● EXERCISE REQUIREMENTS
Give back, unchanged, each line from the one containing "the red wheel" through the last line of the entries below.

⟨

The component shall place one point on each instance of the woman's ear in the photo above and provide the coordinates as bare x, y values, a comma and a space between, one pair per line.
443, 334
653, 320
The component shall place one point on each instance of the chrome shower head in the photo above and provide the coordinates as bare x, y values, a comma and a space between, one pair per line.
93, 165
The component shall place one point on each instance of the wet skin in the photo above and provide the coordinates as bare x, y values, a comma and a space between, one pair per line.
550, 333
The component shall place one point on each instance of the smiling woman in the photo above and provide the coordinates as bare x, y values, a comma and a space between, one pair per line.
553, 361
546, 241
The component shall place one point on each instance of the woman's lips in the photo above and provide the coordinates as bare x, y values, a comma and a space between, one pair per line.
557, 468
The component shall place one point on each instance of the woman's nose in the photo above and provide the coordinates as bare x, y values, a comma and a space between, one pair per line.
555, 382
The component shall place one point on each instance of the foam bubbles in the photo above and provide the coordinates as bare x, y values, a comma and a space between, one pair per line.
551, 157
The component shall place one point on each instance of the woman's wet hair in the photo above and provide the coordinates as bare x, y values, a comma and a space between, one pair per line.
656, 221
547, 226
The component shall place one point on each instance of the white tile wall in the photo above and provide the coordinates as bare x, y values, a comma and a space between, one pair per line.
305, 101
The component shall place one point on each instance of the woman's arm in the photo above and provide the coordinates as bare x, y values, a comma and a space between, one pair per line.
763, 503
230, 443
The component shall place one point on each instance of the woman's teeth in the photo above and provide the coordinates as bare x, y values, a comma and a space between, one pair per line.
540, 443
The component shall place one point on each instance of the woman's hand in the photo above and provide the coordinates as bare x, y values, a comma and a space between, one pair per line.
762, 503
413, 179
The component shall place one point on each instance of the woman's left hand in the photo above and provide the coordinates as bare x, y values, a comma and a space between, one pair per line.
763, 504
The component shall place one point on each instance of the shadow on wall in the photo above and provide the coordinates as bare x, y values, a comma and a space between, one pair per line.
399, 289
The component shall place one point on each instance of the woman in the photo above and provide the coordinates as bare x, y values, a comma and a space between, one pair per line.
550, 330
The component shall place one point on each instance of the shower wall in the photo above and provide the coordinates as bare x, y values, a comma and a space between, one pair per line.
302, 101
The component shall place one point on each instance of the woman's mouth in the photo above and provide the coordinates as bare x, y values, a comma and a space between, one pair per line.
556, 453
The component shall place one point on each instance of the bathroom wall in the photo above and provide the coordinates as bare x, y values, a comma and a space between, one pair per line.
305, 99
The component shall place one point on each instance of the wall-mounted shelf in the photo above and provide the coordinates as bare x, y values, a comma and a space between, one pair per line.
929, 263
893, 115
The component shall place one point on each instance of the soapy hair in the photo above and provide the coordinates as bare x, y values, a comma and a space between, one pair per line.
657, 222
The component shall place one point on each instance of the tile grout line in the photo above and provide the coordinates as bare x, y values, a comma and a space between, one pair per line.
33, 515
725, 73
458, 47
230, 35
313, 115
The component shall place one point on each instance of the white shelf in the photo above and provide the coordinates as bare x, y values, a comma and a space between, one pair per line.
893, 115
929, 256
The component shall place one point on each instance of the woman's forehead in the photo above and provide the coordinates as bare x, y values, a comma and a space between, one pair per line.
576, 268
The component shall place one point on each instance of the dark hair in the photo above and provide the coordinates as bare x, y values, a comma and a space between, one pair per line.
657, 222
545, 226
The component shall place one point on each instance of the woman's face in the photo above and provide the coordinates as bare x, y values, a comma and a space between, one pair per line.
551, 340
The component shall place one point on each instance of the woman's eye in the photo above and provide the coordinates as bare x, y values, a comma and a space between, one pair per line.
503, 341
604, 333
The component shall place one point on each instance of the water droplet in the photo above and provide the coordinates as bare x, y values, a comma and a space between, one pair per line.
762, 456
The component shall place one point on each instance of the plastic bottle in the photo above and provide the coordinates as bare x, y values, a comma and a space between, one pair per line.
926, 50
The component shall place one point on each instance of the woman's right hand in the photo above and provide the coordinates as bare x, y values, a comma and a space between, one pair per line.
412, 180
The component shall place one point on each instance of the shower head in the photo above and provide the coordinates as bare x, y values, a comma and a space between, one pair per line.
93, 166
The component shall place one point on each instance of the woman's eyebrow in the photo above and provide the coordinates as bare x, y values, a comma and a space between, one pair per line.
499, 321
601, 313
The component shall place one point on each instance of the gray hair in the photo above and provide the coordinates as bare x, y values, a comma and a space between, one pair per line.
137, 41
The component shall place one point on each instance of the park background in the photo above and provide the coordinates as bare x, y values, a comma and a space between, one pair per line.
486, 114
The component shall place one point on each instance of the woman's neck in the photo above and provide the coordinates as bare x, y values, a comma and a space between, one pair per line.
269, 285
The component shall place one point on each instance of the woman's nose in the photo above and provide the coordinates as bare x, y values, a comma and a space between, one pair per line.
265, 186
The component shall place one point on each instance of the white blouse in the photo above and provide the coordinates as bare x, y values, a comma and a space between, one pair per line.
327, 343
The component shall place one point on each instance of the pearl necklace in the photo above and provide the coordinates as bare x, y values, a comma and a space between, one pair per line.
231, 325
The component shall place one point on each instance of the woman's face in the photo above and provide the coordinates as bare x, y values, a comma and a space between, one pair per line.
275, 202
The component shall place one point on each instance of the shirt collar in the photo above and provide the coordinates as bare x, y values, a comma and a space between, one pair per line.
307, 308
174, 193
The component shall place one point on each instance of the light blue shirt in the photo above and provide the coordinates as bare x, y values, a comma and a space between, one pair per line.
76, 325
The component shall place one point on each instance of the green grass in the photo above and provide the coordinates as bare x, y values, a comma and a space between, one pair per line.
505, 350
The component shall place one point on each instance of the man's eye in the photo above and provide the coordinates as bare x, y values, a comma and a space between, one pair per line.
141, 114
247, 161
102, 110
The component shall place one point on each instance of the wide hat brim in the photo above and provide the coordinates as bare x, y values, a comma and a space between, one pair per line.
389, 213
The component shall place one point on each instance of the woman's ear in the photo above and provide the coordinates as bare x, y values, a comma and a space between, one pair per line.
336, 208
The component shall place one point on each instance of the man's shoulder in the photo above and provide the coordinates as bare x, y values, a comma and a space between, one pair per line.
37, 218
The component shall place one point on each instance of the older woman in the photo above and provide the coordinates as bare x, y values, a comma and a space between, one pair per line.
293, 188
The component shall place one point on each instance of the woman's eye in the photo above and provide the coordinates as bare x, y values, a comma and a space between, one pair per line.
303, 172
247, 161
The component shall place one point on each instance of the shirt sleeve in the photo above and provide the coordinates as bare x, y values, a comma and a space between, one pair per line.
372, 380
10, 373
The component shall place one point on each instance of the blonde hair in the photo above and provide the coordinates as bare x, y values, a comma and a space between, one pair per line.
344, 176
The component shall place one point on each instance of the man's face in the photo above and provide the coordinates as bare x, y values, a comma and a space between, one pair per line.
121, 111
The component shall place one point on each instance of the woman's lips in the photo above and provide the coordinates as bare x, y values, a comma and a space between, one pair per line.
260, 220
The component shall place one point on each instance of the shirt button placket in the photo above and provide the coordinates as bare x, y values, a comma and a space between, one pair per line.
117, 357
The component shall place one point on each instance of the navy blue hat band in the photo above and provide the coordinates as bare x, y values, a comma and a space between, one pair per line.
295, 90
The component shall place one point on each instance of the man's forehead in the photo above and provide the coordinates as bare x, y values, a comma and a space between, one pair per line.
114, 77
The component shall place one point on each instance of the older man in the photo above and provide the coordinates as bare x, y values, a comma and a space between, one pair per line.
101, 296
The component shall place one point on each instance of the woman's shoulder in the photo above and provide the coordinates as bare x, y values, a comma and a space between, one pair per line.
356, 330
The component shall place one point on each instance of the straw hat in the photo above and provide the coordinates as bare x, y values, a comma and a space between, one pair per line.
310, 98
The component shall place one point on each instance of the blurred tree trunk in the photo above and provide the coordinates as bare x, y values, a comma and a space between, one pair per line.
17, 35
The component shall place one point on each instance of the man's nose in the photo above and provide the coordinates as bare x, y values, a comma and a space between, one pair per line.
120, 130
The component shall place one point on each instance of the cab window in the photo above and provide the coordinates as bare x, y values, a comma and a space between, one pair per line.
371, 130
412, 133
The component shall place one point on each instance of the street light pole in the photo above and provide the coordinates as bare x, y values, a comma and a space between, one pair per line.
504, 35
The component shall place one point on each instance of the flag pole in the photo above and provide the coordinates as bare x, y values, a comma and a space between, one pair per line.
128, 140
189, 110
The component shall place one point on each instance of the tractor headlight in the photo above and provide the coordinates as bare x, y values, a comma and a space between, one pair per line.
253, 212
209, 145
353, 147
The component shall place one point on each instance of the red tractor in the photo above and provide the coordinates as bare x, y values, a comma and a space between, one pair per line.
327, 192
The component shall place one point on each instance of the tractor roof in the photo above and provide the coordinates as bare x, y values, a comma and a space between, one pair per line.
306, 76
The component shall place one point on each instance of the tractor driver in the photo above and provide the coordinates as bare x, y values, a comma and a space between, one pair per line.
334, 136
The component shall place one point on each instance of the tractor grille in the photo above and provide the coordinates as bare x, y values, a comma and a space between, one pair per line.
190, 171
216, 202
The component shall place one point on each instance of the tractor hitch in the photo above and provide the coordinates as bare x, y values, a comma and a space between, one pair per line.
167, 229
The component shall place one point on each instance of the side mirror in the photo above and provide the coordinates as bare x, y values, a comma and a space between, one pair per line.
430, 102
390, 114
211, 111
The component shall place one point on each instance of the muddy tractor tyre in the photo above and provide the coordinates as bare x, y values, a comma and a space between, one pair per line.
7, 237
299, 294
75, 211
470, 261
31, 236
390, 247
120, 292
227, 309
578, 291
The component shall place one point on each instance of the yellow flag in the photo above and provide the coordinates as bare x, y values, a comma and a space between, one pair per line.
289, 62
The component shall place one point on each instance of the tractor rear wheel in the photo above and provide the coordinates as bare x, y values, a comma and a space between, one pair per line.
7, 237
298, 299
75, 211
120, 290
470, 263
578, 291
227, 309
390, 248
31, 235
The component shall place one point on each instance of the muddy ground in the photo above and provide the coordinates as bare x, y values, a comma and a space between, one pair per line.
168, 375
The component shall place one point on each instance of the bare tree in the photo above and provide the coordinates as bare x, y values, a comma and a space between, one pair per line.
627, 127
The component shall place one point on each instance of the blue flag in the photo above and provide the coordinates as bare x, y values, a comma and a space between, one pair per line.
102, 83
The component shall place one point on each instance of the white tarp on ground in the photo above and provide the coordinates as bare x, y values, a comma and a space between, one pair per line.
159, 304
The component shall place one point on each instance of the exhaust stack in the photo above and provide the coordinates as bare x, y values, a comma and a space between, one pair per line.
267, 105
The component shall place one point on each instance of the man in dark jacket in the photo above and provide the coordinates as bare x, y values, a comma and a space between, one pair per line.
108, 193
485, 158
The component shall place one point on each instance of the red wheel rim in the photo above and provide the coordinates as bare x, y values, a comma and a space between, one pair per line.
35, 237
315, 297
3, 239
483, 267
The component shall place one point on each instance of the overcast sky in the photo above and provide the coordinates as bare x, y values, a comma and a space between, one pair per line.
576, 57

⟩

● RESULT
The component shall place one point on each instance of the red wheel rim in the photo above and provide the coordinates as bare x, y values, a comma and a space between, one pair per line.
35, 237
315, 297
3, 239
483, 267
The component shall place one point on each instance of the overcast sky in the photo above and provide the coordinates as bare x, y values, a comma and a space between, one pair per line.
576, 57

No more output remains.